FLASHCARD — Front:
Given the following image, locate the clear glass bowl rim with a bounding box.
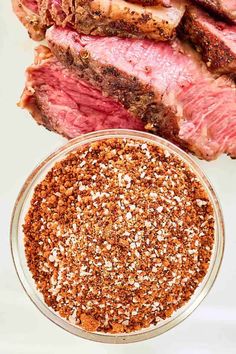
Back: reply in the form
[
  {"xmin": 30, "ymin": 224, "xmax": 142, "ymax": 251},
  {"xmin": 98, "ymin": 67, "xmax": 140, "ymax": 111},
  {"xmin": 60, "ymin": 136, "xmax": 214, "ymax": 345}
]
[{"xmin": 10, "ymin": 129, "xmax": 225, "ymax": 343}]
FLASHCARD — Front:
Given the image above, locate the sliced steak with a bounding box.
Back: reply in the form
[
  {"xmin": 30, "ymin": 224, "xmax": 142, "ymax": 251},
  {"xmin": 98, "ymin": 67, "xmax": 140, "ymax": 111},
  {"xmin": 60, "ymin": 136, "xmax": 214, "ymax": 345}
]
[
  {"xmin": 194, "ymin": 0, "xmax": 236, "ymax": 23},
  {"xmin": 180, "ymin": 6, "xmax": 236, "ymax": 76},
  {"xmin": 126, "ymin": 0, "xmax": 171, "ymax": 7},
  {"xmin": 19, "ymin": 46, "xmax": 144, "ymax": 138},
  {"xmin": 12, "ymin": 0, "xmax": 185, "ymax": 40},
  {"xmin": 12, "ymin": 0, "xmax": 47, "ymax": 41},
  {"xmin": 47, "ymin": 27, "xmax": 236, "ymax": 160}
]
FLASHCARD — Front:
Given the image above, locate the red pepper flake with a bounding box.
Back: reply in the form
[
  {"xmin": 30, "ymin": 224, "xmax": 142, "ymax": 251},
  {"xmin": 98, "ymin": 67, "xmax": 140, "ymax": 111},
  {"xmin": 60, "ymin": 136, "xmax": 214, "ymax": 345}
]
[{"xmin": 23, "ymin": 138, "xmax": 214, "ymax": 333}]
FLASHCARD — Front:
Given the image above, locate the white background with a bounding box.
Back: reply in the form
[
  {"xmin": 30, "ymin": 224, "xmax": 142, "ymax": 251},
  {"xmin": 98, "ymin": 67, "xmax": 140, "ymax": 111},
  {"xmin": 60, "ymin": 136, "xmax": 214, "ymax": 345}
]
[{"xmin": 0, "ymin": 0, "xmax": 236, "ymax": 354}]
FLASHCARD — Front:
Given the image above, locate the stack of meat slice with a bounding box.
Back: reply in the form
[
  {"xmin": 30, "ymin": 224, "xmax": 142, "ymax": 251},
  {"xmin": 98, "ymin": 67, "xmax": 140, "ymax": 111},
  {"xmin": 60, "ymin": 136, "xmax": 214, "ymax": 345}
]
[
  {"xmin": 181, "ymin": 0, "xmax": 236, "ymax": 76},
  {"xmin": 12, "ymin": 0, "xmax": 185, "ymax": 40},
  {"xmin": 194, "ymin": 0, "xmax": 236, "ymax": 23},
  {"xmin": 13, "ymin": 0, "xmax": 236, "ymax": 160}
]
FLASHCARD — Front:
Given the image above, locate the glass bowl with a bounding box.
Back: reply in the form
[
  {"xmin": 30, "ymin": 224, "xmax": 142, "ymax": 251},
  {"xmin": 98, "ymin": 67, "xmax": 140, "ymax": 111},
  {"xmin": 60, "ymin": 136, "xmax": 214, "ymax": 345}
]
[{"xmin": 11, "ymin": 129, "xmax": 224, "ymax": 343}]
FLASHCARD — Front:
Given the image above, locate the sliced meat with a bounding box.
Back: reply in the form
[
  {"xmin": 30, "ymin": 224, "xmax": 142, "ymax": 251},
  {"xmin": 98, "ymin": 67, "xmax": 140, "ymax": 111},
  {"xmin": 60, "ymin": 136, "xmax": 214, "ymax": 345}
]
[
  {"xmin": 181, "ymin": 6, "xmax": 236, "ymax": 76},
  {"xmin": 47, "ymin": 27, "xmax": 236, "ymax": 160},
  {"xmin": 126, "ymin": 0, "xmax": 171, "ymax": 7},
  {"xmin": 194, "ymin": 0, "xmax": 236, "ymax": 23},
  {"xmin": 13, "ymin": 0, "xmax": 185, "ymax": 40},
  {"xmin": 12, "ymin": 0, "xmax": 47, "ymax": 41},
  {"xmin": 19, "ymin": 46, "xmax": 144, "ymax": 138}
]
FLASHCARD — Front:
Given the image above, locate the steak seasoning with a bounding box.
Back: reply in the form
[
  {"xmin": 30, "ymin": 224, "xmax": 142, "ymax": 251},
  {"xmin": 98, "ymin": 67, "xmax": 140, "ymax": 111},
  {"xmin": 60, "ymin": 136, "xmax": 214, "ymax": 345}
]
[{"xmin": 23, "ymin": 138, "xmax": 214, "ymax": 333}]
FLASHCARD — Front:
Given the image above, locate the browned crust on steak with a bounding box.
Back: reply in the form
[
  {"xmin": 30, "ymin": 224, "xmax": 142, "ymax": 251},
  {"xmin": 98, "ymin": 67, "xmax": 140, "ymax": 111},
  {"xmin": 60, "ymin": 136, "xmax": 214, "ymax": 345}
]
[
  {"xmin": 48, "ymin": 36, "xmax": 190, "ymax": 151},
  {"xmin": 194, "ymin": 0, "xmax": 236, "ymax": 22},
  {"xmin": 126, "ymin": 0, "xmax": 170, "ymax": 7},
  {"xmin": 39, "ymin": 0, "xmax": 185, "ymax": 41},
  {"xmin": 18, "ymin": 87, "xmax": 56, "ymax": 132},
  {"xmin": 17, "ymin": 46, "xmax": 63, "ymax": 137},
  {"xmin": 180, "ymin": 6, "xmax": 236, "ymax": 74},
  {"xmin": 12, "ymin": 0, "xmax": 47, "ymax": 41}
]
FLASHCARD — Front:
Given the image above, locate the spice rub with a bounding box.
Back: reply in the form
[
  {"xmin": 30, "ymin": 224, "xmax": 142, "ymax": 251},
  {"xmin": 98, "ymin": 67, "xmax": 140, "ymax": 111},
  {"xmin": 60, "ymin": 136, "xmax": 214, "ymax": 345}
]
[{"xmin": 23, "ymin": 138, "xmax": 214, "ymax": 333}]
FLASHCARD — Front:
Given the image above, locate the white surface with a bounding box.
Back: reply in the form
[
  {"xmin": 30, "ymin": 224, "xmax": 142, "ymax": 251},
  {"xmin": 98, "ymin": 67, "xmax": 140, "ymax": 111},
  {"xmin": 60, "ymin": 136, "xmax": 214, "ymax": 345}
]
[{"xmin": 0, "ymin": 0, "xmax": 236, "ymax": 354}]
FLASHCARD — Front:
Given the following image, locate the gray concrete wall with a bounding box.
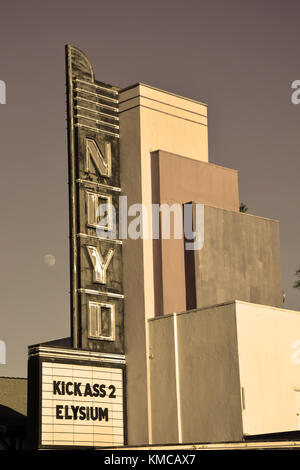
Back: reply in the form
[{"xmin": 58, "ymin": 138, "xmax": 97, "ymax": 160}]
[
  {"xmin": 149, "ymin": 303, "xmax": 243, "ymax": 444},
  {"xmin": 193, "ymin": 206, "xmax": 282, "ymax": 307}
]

■ ■ ■ ■

Please return each line from the items above that contains the word "sliced".

### RESULT:
Given the image above, locate the sliced steak with a bounding box.
Given the image above, locate the sliced meat with a bounding box.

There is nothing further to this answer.